* [Work to do]
1) List every title of a literary work (book or poem) named in the interview transcript below.
2) Resume the interview transcript below, starting directly after its final line.
-------- Text excerpt --------
AMY GOODMAN: We’re talking to Sinan Antoon. You have both I’jaam: An Iraqi Rhapsody, now translated into English, and your book, The Baghdad Blues, which is the compilation of your poetry. One of your poems is “A Prism: Wet with Wars.” Talk about that poem.
SINAN ANTOON: That poem was written in Baghdad in February of 1991. That’s another forgotten war, for the most part. You know, after Saddam’s invasion of Kuwait, there was so-called Desert Shield, that was then turned into Desert Storm. And while most of us Iraqis also understood that maybe Saddam should be evicted out of Kuwait, but what happened was a massive bombing and the total destruction of the Iraqi infrastructure back in 1991. I wrote that poem in the shelter, which was not even a shelter — it was a basement — while we were being bombed 24 hours a day for almost two months, and, you know, not knowing if we’re going to survive or not. So it was about the pain and the absurdity of war.
AMY GOODMAN: How old were you at the time?
SINAN ANTOON: I was 22.
AMY GOODMAN: Can you read a poem from The Baghdad Blues?
-------- Material provided --------
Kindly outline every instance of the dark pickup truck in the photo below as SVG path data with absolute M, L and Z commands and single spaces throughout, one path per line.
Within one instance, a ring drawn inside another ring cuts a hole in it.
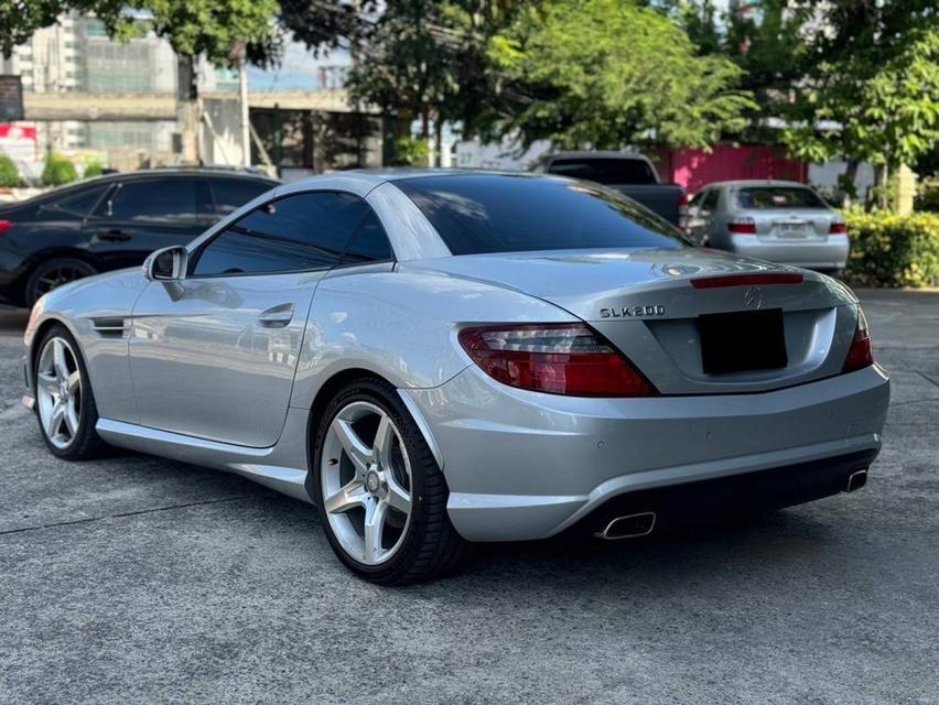
M 674 226 L 684 205 L 684 188 L 660 184 L 648 158 L 628 152 L 559 152 L 543 156 L 533 171 L 584 178 L 618 191 Z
--------
* [Results]
1)
- I’jaam: An Iraqi Rhapsody
- The Baghdad Blues
- “A Prism: Wet with Wars”

2)
SINAN ANTOON: Maybe I’ll read that one, actually: “A Prism: Wet with Wars,” which was the title of the Arabic collection. “A Prism: Wet with Wars”:
this is the chapter of
devastation
this is our oasis
an angle where wars intersect
tyrants accumulate around our eyes
in the shackle’s verandah
there is enough space for applause
let us applaud
another evening climbs
the city’s candles
technological hoofs crush the night
a people is being slaughtered across short waves
but the radio vomits raw statements
and urges us to
applaud
with a skeleton of a burning umbrella
we receive this rain
a god sleeps on our flag
but the horizon is prophetless
maybe they will come if we
applaud
let us applaud
we will baptize our infants with smoke
plough their tongues
with flagrant war songs
or UN resolutions
teach them the bray of slogans
and leave them beside burning nipples
in an imminent wreckage
and applaud
before we weave an autumn for tyrants
we must cross this galaxy of barbed wires
and keep on repeating
HAPPY NEW WAR!
AMY GOODMAN: Sinan Antoon, poet, novelist, filmmaker, professor. His book of poetry is called The Baghdad Blues. His now-translated-into-English novel is called I’jaam.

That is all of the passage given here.